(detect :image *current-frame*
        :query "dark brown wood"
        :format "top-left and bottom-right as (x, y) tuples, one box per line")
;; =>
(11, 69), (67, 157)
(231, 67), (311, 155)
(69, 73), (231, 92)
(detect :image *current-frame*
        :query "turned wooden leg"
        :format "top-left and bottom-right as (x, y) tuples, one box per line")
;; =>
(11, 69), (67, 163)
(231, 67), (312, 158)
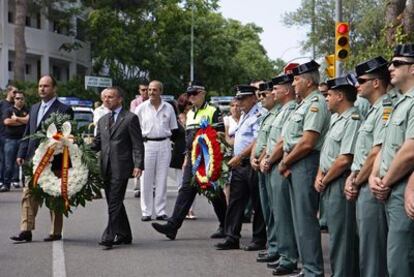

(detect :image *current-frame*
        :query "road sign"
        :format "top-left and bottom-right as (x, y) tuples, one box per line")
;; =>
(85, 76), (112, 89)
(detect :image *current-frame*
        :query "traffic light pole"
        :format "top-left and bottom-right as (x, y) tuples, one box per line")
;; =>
* * *
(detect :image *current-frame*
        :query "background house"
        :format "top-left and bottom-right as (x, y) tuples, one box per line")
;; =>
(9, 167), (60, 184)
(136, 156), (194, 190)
==
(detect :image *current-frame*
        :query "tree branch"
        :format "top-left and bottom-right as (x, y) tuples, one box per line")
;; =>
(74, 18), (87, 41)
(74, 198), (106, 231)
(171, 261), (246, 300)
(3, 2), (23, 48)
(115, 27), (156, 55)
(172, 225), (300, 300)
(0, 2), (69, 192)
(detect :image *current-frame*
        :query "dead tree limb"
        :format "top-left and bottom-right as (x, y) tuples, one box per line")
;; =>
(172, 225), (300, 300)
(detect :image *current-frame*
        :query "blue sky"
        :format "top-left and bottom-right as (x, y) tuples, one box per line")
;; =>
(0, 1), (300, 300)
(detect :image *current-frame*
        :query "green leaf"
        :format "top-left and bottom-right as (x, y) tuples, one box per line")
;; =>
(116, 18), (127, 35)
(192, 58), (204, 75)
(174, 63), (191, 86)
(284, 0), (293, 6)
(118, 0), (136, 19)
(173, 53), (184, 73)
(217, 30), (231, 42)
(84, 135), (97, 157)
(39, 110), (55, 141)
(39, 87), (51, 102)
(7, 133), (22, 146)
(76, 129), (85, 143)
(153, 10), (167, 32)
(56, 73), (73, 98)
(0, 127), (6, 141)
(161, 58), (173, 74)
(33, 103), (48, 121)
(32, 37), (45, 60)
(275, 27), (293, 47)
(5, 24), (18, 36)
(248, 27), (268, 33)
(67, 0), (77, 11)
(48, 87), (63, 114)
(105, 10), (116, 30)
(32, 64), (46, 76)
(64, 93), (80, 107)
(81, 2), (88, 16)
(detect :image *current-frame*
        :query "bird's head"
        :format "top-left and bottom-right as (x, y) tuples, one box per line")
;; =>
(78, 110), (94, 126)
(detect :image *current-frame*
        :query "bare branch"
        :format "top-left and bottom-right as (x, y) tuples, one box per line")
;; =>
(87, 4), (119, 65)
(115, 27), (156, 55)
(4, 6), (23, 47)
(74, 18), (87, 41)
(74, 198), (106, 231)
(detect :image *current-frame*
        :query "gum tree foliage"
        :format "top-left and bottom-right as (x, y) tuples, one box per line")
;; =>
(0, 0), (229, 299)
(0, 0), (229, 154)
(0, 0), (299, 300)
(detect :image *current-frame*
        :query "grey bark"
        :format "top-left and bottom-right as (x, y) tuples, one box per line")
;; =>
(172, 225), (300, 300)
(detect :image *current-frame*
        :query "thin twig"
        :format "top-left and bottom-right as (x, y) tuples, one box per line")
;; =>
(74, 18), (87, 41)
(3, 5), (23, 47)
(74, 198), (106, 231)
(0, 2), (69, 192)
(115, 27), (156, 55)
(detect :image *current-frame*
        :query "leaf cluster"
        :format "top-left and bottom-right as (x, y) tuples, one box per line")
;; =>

CONSIGNE - Comptez, s'il vous plaît, les lignes des enregistrements ci-dessus qui contiennent la chaîne « branch », en tenant compte de la casse, et donnez uniquement ce nombre.

LA RÉPONSE - 2